## Text shown
******

Rating:When Skateboards Will Be Free: A Memoir of a Political Childhood, by Said Sayrafiezadeh. The Dial Press (2009), 287 pages.
There was a time when I couldn’t get enough of tragic childhood memoirs. I would be appalled and heartbroken on behalf of the author and his sad, sad life—the alcoholic parents, the abandoning parents, the controlling parents—and his subsequent descent into addiction, anorexia, depression. I have, of late, grown weary of this genre, however, and find myself bored by the seriousness with which every little detail of childhood is taken.
For this reason it is the memoirist who can laugh at his miserable life (and make me laugh with him) that I most appreciate. Tobias Wolff is such a writer, as is Augusten Burroughs. And now, Said Sayrafiezadeh joins them on my bookshelf with his sad and yet very funny memoir When Skateboards Will Be Free.
Sayrafiezadeh grew up in New York, the son of a Jewish American mother and Iranian father who were members of the Socialist Workers Party. His father was always away on Party business (he remains to this day a leading member of the SWP) until he finally left their home altogether to live with a series of young women. The author’s older brother and sister also moved out when he was still young, which left Sayrafiezadeh alone with his mother as she stood on street corners attempting to hand out copies of The Militant (The SWP official newspaper) to uninterested passers-by.
Some of the funniest parts of this memoir are scenes in which the author as a young boy tries to make sense of his mother’s rules for living a good Socialist life. The title comes from the time he asked her to buy him a ten-dollar skateboard and she responded by saying that he could not have one, that he must wait for the Revolution “when skateboards will be free.” Sayrafiezadeh alternates these chapters in which the world is always on the verge of revolution, with his life as a young adult working as a label designer for various Martha Stewart products. The irony of coming from a family whose sole purpose in life was to overthrow the capitalist, imperialist United States—thus freeing the oppressed workers—to employment with a company that makes its money by using sweatshop laborers is just one of the many incongruencies that Sayrafiezadeh writes about to great comedic effect.
When I was four years old there arose one morning an unresolvable crisis between my mother and me. I was in my bedroom playing with my toys when she entered and knelt beside me on the floor. “We will not be eating grapes or lettuce anymore,” she said plainly. I put my toys down and looked up into her face. It seemed odd and outlandish, this sudden rule. The kind of rule that comes from nowhere, out of nowhere, made solely at the whim of the adult world.

******

## Check your understanding
(1) Using the book review, explain why the reviewer most appreciates memoirists who can laugh at their miserable lives.
(2) According to the book review, what job did Sayrafiezadeh hold as a young adult?
(3) Continue the book review's memoir excerpt, starting after its final sentence.
None of the stored data is needed for these tasks.

## Stored data
******

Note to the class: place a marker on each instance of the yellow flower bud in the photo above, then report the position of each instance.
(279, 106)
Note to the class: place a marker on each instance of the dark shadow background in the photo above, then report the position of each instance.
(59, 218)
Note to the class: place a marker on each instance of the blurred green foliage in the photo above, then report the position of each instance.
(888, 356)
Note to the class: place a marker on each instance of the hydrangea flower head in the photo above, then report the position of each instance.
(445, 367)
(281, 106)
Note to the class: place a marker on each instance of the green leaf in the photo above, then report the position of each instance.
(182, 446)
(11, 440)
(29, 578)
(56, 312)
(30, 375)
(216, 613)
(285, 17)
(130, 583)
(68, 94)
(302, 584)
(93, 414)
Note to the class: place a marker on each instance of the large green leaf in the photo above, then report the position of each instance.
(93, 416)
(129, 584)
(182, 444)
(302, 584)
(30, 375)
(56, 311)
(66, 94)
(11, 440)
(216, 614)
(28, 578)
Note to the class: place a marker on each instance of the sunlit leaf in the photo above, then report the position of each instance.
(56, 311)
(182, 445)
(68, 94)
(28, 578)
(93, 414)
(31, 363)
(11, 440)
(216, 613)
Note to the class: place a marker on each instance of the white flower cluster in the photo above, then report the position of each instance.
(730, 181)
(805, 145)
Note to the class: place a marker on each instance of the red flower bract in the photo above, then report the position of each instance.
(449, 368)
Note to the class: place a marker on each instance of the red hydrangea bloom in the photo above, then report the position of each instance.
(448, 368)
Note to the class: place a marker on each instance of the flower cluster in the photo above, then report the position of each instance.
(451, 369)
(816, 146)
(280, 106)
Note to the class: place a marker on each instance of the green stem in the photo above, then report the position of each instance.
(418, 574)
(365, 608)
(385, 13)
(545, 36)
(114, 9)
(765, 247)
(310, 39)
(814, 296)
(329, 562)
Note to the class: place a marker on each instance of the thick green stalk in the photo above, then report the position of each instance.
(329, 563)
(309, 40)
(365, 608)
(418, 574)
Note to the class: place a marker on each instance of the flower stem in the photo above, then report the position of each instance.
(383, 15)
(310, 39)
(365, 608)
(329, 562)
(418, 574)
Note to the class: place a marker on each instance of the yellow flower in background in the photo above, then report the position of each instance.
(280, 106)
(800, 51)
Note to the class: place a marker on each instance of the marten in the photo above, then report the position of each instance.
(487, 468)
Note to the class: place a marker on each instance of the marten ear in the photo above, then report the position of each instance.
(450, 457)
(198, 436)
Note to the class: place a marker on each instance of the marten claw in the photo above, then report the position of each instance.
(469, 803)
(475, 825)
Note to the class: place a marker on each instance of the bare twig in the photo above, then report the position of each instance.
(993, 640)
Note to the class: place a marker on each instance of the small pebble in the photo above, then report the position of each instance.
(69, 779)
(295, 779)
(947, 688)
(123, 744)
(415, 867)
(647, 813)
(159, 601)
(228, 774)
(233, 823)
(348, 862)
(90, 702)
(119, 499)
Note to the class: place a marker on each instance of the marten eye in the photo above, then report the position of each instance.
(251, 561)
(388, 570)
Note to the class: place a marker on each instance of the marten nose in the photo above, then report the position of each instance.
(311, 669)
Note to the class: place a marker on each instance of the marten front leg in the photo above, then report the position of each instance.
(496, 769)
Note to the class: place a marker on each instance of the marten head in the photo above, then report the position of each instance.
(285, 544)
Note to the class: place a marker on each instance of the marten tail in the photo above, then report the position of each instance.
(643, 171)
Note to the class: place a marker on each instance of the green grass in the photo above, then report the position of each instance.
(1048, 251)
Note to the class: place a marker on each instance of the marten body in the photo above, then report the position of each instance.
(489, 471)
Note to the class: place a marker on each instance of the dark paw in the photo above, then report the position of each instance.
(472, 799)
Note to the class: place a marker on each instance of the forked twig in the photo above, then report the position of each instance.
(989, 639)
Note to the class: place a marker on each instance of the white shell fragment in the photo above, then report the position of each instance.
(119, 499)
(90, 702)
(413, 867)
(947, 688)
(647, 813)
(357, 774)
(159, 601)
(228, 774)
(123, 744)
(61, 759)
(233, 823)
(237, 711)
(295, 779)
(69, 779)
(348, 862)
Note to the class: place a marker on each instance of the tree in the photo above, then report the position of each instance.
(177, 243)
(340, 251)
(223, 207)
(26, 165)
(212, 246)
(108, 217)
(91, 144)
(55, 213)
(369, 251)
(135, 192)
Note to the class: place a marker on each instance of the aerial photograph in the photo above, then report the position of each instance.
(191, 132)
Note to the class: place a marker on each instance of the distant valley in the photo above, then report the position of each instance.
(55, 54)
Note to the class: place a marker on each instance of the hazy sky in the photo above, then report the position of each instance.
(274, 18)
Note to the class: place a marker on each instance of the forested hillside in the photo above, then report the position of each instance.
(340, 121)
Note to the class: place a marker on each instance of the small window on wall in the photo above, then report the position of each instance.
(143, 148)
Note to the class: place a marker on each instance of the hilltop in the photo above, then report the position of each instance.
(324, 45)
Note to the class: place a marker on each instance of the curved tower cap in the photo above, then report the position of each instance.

******

## Solved tasks
(1) The reviewer has grown weary of tragic childhood memoirs and finds the seriousness with which they treat every little detail of childhood boring. For that reason, the reviewer most values a memoirist who can laugh at his miserable life and make the reader laugh along with him.

(2) He worked as a label designer for various Martha Stewart products.

(3)
“That’s a dumb rule,” I said.
“It’s not a dumb rule,” she said. And she went on to patiently explain that the rule was not her own but the rule of the Socialist Workers Party, which was itself following the rule of Cesar Chavez and the United Farm Workers, who had called for a national boycott of table grapes and iceberg lettuce. All of this she described in the simplest of terms that allowed me to understand and accept the edict.
“You’re such a good boy,” she said, and she kissed me on the top of my head.
As the days passed, however, and the boycott carried on, I found that my desire for grapes began to eclipse my compassion for the workers. Now it was my turn to interrupt my mother one morning.
“I’m ready to eat grapes,” I said. I said it as plainly as she had.
She closed the book she was reading and looked down at me quizzically. “You can’t eat grapes,” she said. “You know that.” And then she added, “And you can’t eat iceberg lettuce.”
“I don’t want to eat iceberg lettuce,” I responded brightly, thinking that she would see this as a welcome compromise.
“Well, you can’t eat that either,” She said with measure. Adult with child, adult instructing child. I detected, though, somewhere beneath her rational exterior, an undercurrent of satisfaction.
“I want to eat grapes,” I said.
“You can’t eat grapes,” she said.
And then I screamed: “I want to eat grapes! I want to eat grapes!” And I melted to the floor, rolling on my back. “I want to eat grapes! I want to eat grapes!”
“Well, you can’t eat grapes,” the light and airy voice said, “and you can’t eat iceberg lettuce.”